■ SELECTED EXTRACT
SurveyMonkey Acquires Wufoo (YC W06) - unfoldedorigami
http://wufoo.com/2011/04/25/wufoo-surveymonkey-acquisition/

======
nabraham
I'm curious what they do in revenue and it's not listed anywhere. Here's a
first stab:

Surveymonkey did $45m in 2009 revenue with 20m monthly uniques which is $2.25
yearly for 1 monthly visitor. Wufoo does about 1.5m in monthly uniques which
is about $3.5m/yearly revenue.

On revenue comps, if we assume 5x-10x multiples, the purchase price implies a
$3 to $7m/yr.

(Records for identifying positions)
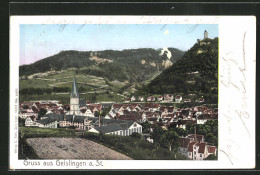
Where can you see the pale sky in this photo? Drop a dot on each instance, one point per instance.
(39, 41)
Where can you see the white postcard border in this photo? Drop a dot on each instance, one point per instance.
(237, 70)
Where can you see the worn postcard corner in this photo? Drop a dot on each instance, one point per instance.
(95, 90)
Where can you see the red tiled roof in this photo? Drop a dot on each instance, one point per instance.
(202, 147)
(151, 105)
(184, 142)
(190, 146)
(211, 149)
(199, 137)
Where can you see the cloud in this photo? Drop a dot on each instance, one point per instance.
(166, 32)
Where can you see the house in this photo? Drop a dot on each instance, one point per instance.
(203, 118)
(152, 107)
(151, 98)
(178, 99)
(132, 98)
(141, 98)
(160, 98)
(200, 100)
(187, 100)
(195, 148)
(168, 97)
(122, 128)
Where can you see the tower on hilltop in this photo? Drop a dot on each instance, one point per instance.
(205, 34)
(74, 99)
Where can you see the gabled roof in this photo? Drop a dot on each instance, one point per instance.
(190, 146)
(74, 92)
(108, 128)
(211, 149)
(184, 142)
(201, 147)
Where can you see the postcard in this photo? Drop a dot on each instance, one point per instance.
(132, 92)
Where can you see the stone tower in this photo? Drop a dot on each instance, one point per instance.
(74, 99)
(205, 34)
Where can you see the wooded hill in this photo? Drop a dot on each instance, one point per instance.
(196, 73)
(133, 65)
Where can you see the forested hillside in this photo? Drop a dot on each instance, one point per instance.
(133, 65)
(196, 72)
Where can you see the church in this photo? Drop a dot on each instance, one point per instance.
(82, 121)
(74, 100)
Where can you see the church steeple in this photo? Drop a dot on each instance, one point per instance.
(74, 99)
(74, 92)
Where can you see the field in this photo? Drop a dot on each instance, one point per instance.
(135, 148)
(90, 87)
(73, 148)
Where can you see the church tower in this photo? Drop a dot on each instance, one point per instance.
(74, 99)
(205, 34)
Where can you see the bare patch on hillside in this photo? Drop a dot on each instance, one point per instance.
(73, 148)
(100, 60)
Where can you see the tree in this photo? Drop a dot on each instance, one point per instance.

■ AIM
In the thread about SurveyMonkey buying Wufoo, what revenue did SurveyMonkey have in 2009? Rely only on the thread about SurveyMonkey buying Wufoo.

■ FINAL RESULT
$45 million.